Stored data Block Start

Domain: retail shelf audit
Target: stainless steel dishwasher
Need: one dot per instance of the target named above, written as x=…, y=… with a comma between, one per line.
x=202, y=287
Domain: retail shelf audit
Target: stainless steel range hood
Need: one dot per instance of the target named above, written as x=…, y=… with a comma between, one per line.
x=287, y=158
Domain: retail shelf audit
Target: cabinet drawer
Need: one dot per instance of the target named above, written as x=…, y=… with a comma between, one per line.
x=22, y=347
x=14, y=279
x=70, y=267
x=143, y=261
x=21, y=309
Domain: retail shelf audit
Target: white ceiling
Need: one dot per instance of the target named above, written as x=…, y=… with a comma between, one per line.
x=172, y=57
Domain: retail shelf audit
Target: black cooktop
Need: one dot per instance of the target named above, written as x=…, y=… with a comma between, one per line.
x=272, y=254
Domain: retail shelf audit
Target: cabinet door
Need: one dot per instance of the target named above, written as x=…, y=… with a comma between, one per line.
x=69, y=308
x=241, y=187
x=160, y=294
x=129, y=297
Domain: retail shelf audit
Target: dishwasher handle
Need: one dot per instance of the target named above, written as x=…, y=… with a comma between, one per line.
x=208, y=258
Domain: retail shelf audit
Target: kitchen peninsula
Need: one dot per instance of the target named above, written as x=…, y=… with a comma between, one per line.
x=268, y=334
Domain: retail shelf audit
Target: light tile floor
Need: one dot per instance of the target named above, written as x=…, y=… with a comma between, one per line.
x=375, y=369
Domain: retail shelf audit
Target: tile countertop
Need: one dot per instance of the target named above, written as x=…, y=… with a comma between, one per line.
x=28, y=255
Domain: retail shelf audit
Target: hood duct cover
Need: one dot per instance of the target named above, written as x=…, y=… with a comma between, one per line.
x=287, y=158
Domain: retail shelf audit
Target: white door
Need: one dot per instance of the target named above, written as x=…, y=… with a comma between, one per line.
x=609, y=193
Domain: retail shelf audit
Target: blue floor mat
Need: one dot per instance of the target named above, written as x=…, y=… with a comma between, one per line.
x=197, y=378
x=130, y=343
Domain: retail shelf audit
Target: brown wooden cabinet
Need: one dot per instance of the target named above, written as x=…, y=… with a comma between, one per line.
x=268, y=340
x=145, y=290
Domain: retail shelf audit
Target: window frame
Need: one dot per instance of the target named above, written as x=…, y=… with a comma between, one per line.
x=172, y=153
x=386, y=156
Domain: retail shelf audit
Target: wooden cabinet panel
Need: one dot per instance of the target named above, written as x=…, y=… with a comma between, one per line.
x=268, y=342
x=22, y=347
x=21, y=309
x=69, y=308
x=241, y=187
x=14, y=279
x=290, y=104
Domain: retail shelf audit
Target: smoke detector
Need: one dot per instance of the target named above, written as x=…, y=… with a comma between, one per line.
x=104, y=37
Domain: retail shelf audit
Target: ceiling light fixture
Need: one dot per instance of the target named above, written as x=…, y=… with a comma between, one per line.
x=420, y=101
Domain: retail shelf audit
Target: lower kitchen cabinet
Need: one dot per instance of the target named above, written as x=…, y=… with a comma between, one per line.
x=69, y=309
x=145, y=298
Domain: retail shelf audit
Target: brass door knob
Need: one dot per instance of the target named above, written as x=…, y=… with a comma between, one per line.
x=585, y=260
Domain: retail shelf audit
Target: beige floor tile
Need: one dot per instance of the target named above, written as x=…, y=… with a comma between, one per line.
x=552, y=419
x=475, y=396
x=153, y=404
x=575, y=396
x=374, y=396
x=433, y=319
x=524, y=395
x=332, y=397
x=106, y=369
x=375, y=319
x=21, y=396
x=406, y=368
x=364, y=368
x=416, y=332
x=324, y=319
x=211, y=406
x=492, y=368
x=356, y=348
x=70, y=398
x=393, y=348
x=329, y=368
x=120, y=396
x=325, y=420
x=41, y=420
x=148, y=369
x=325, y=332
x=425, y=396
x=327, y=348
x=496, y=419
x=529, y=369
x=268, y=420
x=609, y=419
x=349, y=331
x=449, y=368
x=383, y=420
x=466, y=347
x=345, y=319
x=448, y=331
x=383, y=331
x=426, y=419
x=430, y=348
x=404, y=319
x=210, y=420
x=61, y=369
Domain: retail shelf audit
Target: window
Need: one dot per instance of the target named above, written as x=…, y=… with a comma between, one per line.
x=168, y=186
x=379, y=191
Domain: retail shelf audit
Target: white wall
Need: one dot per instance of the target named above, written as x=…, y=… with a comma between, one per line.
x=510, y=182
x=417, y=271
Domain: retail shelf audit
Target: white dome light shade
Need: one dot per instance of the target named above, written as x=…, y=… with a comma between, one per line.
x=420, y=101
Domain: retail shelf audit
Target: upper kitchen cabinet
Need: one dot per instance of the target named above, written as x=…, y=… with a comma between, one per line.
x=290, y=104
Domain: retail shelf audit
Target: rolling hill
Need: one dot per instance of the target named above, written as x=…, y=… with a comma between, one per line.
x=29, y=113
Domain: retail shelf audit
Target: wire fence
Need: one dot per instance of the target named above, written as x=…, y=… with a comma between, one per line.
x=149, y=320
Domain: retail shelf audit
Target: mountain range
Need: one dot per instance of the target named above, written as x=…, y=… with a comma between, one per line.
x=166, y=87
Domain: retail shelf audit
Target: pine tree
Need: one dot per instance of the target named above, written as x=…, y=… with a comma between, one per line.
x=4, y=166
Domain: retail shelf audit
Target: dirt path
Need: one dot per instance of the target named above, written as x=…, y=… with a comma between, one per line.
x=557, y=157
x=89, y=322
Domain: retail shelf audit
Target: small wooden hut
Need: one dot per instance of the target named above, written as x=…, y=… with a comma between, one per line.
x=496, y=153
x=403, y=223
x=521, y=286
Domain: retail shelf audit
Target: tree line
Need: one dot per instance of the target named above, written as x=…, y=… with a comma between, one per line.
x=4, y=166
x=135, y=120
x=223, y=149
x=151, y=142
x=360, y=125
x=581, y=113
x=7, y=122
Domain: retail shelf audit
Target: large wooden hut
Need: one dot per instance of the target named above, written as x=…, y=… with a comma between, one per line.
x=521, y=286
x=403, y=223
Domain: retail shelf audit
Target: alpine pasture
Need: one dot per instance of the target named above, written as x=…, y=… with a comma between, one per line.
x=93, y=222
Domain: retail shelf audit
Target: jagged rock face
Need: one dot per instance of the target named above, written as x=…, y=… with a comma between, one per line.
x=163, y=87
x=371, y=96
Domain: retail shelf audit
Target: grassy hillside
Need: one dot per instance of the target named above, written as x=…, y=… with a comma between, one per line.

Stored data Block End

Go through the material above and set each line down verbatim.

Domain: retail shelf audit
Target: stainless steel dishwasher
Need: one dot per instance of the target named above, written as x=…, y=… with a comma between, one per line.
x=202, y=287
Domain: retail shelf audit
Target: stainless steel range hood
Need: one dot per instance of the target named above, written as x=…, y=… with a comma between, one per line.
x=287, y=158
Domain: retail shelf audit
Target: cabinet drawer
Need: one dot per instance of the target named above, written as x=…, y=… with a comma between, one per line.
x=22, y=347
x=14, y=279
x=70, y=267
x=143, y=261
x=21, y=309
Domain: retail shelf audit
Target: white ceiling
Need: one dot per instance of the target named above, written as x=…, y=… with a comma between, one per line.
x=172, y=57
Domain: retail shelf audit
Target: black cooktop
Need: one dot per instance of the target named above, written as x=…, y=… with a comma between, one per line.
x=272, y=254
Domain: retail shelf audit
Target: cabinet door
Need: one dot per instance of the target named above, written as x=…, y=… with a comma between, one per line.
x=69, y=308
x=241, y=187
x=160, y=294
x=129, y=297
Domain: retail shelf audit
Target: dishwasher handle
Need: one dot per instance of the target named above, written as x=…, y=… with a comma between, one per line.
x=208, y=258
Domain: retail shelf audit
Target: kitchen peninsula
Need: one dot per instance of the target named above, written as x=…, y=… with a comma between, one per line.
x=268, y=334
Domain: retail shelf audit
Target: light tile floor
Need: one dot per instance of the target named above, written as x=…, y=… with a comma between, one per line.
x=375, y=369
Domain: retail shelf audit
Target: tile countertop
Need: one dot per instance of the target named above, written as x=…, y=… with a comma between, one per line.
x=28, y=255
Domain: retail shelf audit
Target: hood duct cover
Need: one dot per instance of the target named above, written as x=…, y=… with a comma between, one per line.
x=287, y=158
Domain: retail shelf audit
Target: white door
Need: one dot per instance of the target named above, written as x=…, y=… with a comma between, one per line.
x=609, y=193
Domain: retail shelf audit
Target: blue floor mat
Need: one dot per instance of the target named above, written as x=…, y=… with a comma between, one per line.
x=197, y=378
x=130, y=343
Domain: retail shelf audit
Target: brown wooden cabinet
Need: one dot per instance of the target named above, written as x=…, y=… with a comma between, one per line.
x=268, y=340
x=145, y=290
Domain: retail shelf audit
Target: window frame
Need: one dot per instance of the target named above, written as x=…, y=… with a comma between, one per line.
x=172, y=153
x=386, y=156
Domain: retail shelf audit
Target: wooden cabinet panel
Need: one dot per instance of the target named above, written as x=…, y=… with a comma between, one per line.
x=268, y=342
x=22, y=347
x=21, y=309
x=69, y=308
x=241, y=187
x=14, y=279
x=290, y=104
Domain: retail shelf audit
Target: smoke detector
Need: one dot per instance of the target named above, written as x=…, y=… with a comma between, one per line.
x=104, y=37
Domain: retail shelf audit
Target: ceiling light fixture
Need: one dot per instance of the target named above, written as x=…, y=… with a comma between, one per line.
x=420, y=101
Domain: retail shelf audit
Target: lower kitchen cabinet
Need: one dot per instance of the target named above, written as x=…, y=… with a comma between, one per line.
x=69, y=309
x=145, y=298
Domain: retail shelf audit
Target: brass door knob
Need: one dot per instance of the target named above, written as x=…, y=… with a comma between, one per line.
x=585, y=260
Domain: retail shelf audit
Target: beige floor tile
Need: one dot per instance of the target named above, written as x=…, y=… with a comma between, one per line.
x=552, y=419
x=475, y=396
x=153, y=404
x=575, y=396
x=374, y=396
x=433, y=319
x=524, y=395
x=332, y=397
x=106, y=369
x=375, y=319
x=21, y=396
x=406, y=368
x=364, y=368
x=416, y=332
x=324, y=319
x=211, y=406
x=492, y=368
x=356, y=348
x=70, y=398
x=393, y=348
x=329, y=368
x=120, y=396
x=325, y=420
x=41, y=420
x=148, y=369
x=325, y=332
x=425, y=396
x=327, y=348
x=496, y=419
x=529, y=369
x=268, y=420
x=609, y=419
x=349, y=331
x=449, y=368
x=383, y=420
x=466, y=347
x=345, y=319
x=448, y=331
x=383, y=331
x=426, y=419
x=430, y=348
x=404, y=319
x=210, y=420
x=61, y=369
Domain: retail shelf audit
Target: window
Need: one dot per instance of the target named above, written as x=…, y=… with a comma between, one per line.
x=168, y=186
x=379, y=191
Domain: retail shelf audit
Target: white wall
Need: one dot per instance of the target named above, written as x=…, y=… with a comma between, one per line.
x=510, y=182
x=417, y=271
Domain: retail shelf audit
Target: white dome light shade
Need: one dot per instance of the target named above, written as x=…, y=… with a comma between, one per line.
x=420, y=101
Domain: retail shelf audit
Target: upper kitchen cabinet
Need: one dot per instance of the target named above, written as x=…, y=… with a comma between, one per line.
x=290, y=104
Domain: retail shelf audit
Target: rolling hill
Need: one dot per instance of the target named above, written as x=…, y=… with a comma between, one per line.
x=29, y=113
Domain: retail shelf audit
Target: wire fence
Need: one dot per instance of the target named above, written as x=…, y=… with a comma between, one per line.
x=149, y=320
Domain: retail shelf audit
Target: mountain range
Need: one dot per instance of the target named above, written as x=…, y=… with a comma between, one per line.
x=166, y=87
Domain: retail shelf audit
Target: pine tree
Need: one dot per instance of the target named above, written as x=…, y=… with a comma between, one per line.
x=4, y=166
Domain: retail shelf audit
Target: dirt path
Need: one dot per instance of the target named above, written as x=…, y=… with a comma between, one per line.
x=557, y=157
x=89, y=322
Domain: retail shelf audit
Target: small wooden hut
Need: one dot per instance of the target named above, written as x=…, y=… with a comma between, one per line.
x=496, y=153
x=403, y=223
x=521, y=286
Domain: retail shelf audit
Target: tree line
Need: one dot per instance of the target named above, written as x=…, y=… with a comma between, one per line.
x=4, y=166
x=135, y=120
x=223, y=149
x=151, y=142
x=360, y=125
x=581, y=113
x=7, y=122
Domain: retail shelf audit
Target: large wooden hut
Need: one dot per instance of the target named above, written as x=…, y=… with a comma between, one per line.
x=521, y=286
x=403, y=223
Domain: retail shelf audit
Target: alpine pasture
Need: one dot per instance of the target named above, written as x=…, y=… with a comma between, one per line.
x=93, y=222
Domain: retail shelf audit
Target: jagged rock face
Need: one dot per instance of the target named above, written as x=…, y=… with a comma between, one per line.
x=163, y=87
x=371, y=96
Domain: retail shelf audit
Target: grassy hillside
Need: one dot per instance of the target named above, written as x=…, y=… with a comma between, one per line.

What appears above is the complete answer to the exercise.